So with regard to mental health issues being the key to gun control, I ask:
--What's the line?  You hear a voice and everyone's head is wired such that the voice goes directly to a databank so that your guns are removed and a magical shute pops up to wisk you to a state hospital bed?
-- You tell a doctor you are having trouble sleeping and you can no longer own a gun? This would be a huge help in either keeping guns from people or cutting down on sleeping pill prescriptions.  And it would be fun to watch the drug companies go bonkers.
--Everyone who sees a therapist is exempted from owning a gun?  Or just people who see psychiatrists?  What about people who get psychotropic medications from their family doctors?  Or do we weed people out by their psychiatric diagnoses?  Or specific symptoms?  And how do gun-limiting databanks and law enforcement agencies discover those symptoms or diagnoses?  Insurance forms?  Mandatory reporting by therapists?  What about self-pay patients?  Perhaps we should require anyone with psychiatric symptoms to self-report to a database?


With regard to looking at behavior, instead of imprecise labels like "the mentally ill," I've seen the following reported (again, just what I saw in the press):
--two weapons violations for discharging a gun, no convictions.
--the shooter reportedly claimed he had an anger-induced blackout (not an official diagnosis) as an explanation for firing shots
--two days in jail for a bar fight 
Legal records are not confidential, so it might be much easier to ban people with a history of criminal impulsive behaviors from owning guns and cast a wider net.  


When someone has committed a tragic, senseless crime and has complained, ever, of a psychiatric symptom, it's easy to say mental illness is the common denominator and that's where we should target our gun control.    If you shoot strangers, we don't understand that behavior (at least I don't), so we say someone is severely mentally ill, and in retrospect, they may well have been.   But until that time, it may not have been obvious that they were dangerous and the question is how big a net should we drop?  Mental health professionals  see people every day with psychiatric symptoms, insomnia, violent thoughts, and sometimes psychotic symptoms.  It is so easy to see the 'red flags' in hindsight, but so many people have these symptoms who never go on to hurt anyone, that our predictive powers are sometimes limited.  I certainly think there should be a mechanism to report someone who a therapist is clearly concerned about as being at high risk for violent behavior, and in our state, there is a mechanism to get someone in the hospital, but not to keep them from owning or purchasing a gun.  I think we need to base such gun control on actions -- people who've been violent or people who have had suicide attempts serious enough to require medical admission, or those with stated intent.

Finally, at this point, we don't know for sure that mental illness was the motive for this action and maybe we should wait to hear if anything indicates that it was before jumping to that conclusion.

### PROVIDED MATERIAL

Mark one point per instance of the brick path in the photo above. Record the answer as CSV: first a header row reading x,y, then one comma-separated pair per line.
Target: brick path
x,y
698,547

### YOUR OBJECTIVE
Repeat word for word the part of the gun control commentary that runs between "--Everyone who sees" and "gun, no convictions.", inclusive.

### PROBLEM SOLUTION
--Everyone who sees a therapist is exempted from owning a gun?  Or just people who see psychiatrists?  What about people who get psychotropic medications from their family doctors?  Or do we weed people out by their psychiatric diagnoses?  Or specific symptoms?  And how do gun-limiting databanks and law enforcement agencies discover those symptoms or diagnoses?  Insurance forms?  Mandatory reporting by therapists?  What about self-pay patients?  Perhaps we should require anyone with psychiatric symptoms to self-report to a database?


With regard to looking at behavior, instead of imprecise labels like "the mentally ill," I've seen the following reported (again, just what I saw in the press):
--two weapons violations for discharging a gun, no convictions.